* **Source text**:
= = =
So that makes the logistics for a lot of this. Even more fun.

[00:35:37] Jeremy: Probably any company that's in an early stage feels the same way where it's like, everything's a work in progress and we're just gonna, we're gonna keep going and we're gonna get there. And as long as everything keeps running, we're good.

[00:35:50] Xe: Yeah. I, I don't like thinking about it in that way, because it kind of sounds like pessimistic or defeatist, but at some level it's, it, it really is a work in progress because it's, it's a hard problem and hard problems take a lot of time to solve, especially if you want a solution that you're happy with.

[00:36:10] Jeremy: And, and I think it's kind of a unique case too, where it's not like if it goes down, it's like people can't do their job. Right. So it's yeah.
= = =
* **To-do list**:
- 1) Rewrite the transcript's paragraph that begins "Yeah. I, I don't like thinking about it in that way" in fewer words, keeping its main points.
- 2) Answer these from the transcript:
(a) According to Jeremy, what kind of company probably feels that everything is a work in progress?
(b) What two words does Xe use for how that way of thinking sounds?
(c) Which kind of solution does Xe say takes especially long to reach?
Base your work on the transcript alone.

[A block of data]
= = =
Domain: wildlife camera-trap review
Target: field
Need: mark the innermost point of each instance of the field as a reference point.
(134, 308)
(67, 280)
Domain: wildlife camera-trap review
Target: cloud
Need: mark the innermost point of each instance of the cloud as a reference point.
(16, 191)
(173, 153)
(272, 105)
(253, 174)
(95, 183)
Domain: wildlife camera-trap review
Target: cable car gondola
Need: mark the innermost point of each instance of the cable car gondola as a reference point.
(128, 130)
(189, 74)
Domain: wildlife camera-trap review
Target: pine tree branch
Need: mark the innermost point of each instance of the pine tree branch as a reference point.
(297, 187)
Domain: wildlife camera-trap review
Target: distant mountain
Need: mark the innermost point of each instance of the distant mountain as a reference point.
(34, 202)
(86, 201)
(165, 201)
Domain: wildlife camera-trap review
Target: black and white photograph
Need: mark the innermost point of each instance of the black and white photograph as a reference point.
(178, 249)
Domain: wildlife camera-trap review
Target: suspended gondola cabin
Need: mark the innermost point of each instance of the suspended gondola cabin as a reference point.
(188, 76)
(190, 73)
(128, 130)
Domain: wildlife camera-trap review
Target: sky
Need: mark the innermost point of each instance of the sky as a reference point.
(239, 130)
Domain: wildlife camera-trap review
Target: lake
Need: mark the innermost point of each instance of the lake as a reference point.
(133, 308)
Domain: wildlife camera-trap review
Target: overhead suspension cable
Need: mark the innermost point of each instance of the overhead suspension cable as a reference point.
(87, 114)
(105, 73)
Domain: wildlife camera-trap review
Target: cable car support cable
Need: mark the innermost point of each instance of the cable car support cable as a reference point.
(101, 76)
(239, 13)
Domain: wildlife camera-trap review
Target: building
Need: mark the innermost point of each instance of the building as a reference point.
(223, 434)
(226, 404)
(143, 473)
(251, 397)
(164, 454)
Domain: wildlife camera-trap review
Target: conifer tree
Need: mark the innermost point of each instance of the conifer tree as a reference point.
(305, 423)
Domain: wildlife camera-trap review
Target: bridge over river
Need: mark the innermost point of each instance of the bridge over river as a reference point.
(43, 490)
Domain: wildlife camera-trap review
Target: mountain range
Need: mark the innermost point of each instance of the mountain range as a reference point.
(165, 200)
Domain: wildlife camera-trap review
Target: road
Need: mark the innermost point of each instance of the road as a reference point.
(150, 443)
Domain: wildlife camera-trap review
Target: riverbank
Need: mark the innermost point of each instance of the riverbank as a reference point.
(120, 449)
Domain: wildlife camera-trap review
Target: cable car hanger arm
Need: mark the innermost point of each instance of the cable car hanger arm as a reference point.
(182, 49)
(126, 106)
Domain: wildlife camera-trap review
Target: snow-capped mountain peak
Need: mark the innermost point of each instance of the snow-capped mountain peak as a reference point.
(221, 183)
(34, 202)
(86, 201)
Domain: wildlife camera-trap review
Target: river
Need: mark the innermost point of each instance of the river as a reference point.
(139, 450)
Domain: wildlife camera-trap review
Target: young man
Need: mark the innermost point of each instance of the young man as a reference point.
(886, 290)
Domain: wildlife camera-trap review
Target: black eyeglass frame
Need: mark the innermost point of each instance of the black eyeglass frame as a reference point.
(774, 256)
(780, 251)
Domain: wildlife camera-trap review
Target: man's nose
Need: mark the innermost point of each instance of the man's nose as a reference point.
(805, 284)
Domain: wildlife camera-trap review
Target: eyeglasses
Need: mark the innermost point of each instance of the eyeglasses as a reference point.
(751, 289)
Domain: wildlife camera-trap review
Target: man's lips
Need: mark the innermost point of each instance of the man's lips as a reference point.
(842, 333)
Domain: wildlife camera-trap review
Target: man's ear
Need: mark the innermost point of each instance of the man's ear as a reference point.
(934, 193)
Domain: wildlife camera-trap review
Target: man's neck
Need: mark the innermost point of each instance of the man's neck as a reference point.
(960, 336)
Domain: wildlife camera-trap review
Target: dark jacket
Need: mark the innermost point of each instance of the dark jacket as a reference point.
= = =
* **Answers to each task**:
- 1) Xe dislikes seeing it that way because it sounds pessimistic or defeatist, but admits it really is a work in progress: it's a hard problem, and hard problems take a lot of time to solve, especially if you want a solution you're happy with.

- 2)
(a) Any company that's in an early stage.
(b) Pessimistic or defeatist.
(c) A solution that you're happy with.